Current laser-powder bed fusion (L-PBF) additive manufacturing (AM) entails a complicated, costly, and time-consuming up-front process to develop, test, and screen new materials and laser processing parameters for manufacturing a particular object. For example, different types of materials (or combinations of materials) must be developed and created, and the manufacturing parameters (laser power, speed, hatch spacing, and powder layer thickness, etc.) must be optimized to produce an acceptable end product. This process is iterative, with different combinations of materials and manufacturing parameters being tested until an acceptable combination is developed. This results in the use of substantial amounts of powder, as several kilograms of powder (or more) must be loaded into the AM machine's hopper. Additionally, the iterative nature of these processes requires expending a significant amount of time and effort before optimal materials and manufacturing parameters can be determined and manufacture of the desired object can begin.

-*-*-

# [DIRECTIVE]
Answer these questions about the laser-powder bed fusion text:
1. Which manufacturing parameters does it list as needing optimization?
2. How much powder must be loaded into the AM machine's hopper?
3. What is tested repeatedly until an acceptable combination is developed?
The records come from a separate source.

-*-*-

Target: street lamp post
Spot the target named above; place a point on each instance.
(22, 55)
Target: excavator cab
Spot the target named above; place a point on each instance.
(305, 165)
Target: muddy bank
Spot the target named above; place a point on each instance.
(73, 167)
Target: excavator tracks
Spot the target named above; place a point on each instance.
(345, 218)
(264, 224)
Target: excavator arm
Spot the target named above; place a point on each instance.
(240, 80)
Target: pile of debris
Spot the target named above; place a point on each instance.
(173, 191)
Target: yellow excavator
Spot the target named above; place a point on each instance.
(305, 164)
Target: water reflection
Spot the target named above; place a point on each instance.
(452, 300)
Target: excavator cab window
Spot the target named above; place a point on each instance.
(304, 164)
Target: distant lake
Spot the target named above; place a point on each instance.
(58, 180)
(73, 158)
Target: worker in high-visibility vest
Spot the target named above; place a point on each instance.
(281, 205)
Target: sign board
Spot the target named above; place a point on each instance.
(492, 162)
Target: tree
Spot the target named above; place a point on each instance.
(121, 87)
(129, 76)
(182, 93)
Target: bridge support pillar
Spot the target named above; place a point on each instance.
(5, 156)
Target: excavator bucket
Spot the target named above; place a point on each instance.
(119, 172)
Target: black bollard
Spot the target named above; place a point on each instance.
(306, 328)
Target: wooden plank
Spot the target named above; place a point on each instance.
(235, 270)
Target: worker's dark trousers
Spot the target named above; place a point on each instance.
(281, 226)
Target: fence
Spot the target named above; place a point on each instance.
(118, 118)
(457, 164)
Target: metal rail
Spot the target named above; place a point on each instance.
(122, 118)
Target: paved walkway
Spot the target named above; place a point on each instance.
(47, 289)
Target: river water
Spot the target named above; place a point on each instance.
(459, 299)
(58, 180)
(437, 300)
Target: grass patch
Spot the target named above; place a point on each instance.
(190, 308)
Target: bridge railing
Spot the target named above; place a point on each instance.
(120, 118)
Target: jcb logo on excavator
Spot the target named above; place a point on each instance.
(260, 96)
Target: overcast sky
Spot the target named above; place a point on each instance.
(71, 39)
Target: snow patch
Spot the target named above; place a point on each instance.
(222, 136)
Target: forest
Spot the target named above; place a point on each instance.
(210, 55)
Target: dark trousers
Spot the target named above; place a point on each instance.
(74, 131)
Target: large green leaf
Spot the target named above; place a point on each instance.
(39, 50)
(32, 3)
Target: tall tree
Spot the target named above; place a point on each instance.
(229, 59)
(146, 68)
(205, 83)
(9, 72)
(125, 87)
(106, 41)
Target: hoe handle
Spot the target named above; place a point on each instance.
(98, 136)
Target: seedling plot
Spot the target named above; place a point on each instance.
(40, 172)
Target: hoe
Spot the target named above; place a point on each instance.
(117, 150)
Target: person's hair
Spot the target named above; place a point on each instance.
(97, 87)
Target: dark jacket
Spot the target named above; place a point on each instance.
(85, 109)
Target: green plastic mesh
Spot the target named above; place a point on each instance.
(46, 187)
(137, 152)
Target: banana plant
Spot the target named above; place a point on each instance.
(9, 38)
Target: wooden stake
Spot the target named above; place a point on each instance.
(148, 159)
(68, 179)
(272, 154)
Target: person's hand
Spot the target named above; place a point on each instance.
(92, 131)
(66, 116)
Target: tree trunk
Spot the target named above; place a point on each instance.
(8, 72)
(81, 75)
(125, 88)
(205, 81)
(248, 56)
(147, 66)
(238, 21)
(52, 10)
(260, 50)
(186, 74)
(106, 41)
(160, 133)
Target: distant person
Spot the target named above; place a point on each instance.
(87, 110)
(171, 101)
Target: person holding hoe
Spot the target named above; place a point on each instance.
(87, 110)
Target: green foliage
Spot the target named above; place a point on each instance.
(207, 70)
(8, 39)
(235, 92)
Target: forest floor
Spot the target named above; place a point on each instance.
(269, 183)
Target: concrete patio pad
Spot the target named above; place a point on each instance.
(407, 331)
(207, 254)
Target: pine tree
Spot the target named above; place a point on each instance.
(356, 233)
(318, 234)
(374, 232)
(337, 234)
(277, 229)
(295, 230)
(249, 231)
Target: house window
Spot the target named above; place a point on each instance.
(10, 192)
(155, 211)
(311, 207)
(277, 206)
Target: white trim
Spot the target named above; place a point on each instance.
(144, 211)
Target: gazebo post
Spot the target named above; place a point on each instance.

-*-*-

# [FULL SOLUTION]
1. Laser power, speed, hatch spacing, and powder layer thickness.
2. Several kilograms of powder or more.
3. Different combinations of materials and manufacturing parameters.